● **Given text**
Nicola Sturgeon took a cautious tone during her daily coronavirus briefing on Wednesday, warning Scots not to take the allowance of three households to mix over Christmas as permission to do as much as possible.
Instead, the First Minister said she viewed the relaxation as “reflecting the reality” of lockdown and that not doing so could have led to more people breaking the rules.
Labelling the rules “boundaries” rather than a target, she said she was clear people should not travel and mix households if they do not have to.
However, when pressed on the scientific evidence for the decision, it was unclear whether modelling analysis had been undertaken by the Scottish Government to examine the potential risk of a Christmas relaxation.
Ms Sturgeon said: “We look at all different possibilities and we will consider what we can try to do to give people a greater sense of why we are urging so much caution
"If there was some big scary model that I could put in front of people to try to make it more likely they will follow that advice, I would not be deliberately hiding it from you.
"But there is a lot of real uncertainties and imponderables around trying to do that.”
Professor Jason Leitch, the national clinical director, echoed the First Minister and said modelling such a policy “gets really difficult, really really quickly”.
He said: "Modelling something as complex as whole population movement across four countries when you are basically saying don’t do it unless you have to, that gets quite tricky for the modellers, as does some of the data as we haven’t ever done that.

(Natural-language region descriptions)
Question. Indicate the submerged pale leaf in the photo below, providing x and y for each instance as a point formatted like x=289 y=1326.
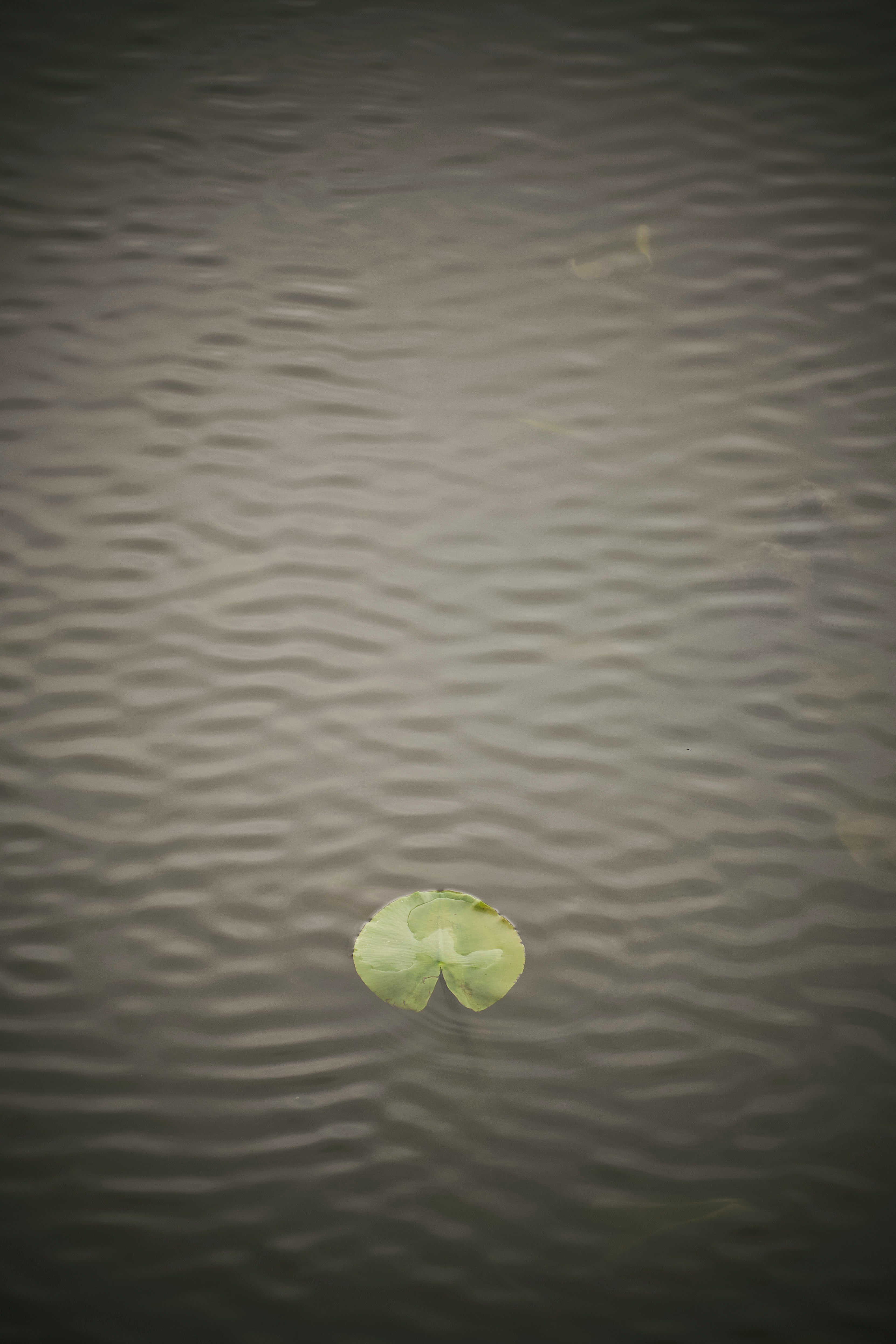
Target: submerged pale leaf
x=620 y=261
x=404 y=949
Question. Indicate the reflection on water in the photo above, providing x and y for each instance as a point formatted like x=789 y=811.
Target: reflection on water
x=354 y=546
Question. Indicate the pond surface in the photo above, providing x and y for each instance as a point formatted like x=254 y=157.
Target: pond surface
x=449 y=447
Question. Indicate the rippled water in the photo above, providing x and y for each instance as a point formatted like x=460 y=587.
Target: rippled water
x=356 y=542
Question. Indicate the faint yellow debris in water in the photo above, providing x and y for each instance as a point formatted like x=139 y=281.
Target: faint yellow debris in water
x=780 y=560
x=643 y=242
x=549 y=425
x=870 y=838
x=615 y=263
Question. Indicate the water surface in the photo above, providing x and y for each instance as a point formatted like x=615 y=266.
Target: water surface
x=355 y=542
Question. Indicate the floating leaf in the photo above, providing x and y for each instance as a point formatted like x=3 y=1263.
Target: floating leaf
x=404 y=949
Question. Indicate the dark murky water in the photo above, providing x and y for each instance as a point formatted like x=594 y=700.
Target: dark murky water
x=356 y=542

● **Task item A**
In the article on Nicola Sturgeon's coronavirus briefing, what position does Professor Jason Leitch hold?
● **Task item B**
Continue the article on Nicola Sturgeon's Christmas coronavirus briefing from the point where it stops.

● **Exercise output A**
He is the national clinical director.

● **Exercise output B**
"We also don’t know what we are going to do yet on December 11 precisely. We don’t know what the rates will be in each local authority, we don’t know what England is going to do specifically with its tier system.
"We do know that if houses mix, risk goes up. If houses mix, we will almost certainly see a rise in prevalence. We want that to be as low as it possibly can and we particularly want to protect those most at risk to the virus.”
Ms Sturgeon’s comments came as the Scottish Greens health spokesperson Alison Johnstone said it was “worrying” high-profile advisers such as Prof Devi Sridhar – chair of global public health in Edinburgh – had concerns around the policy and called for “risk assessments” to be released by the Scottish Government.
Prof Sridhar had said it was “inevitable” more cases would arise due to the relaxation and would “probably” lead to a January lockdown.
Ms Johnstone said: “It is very worrying that advisors to both governments have such concerns about relaxing the restrictions over Christmas.
“This is obviously a balancing act, but we need to see the evidence. In order to make this decision, the First Minister must have been appraised of the likely increase in infections. Parliament and the people of Scotland deserve to know how many extra infections the Scottish Government is comfortable with.”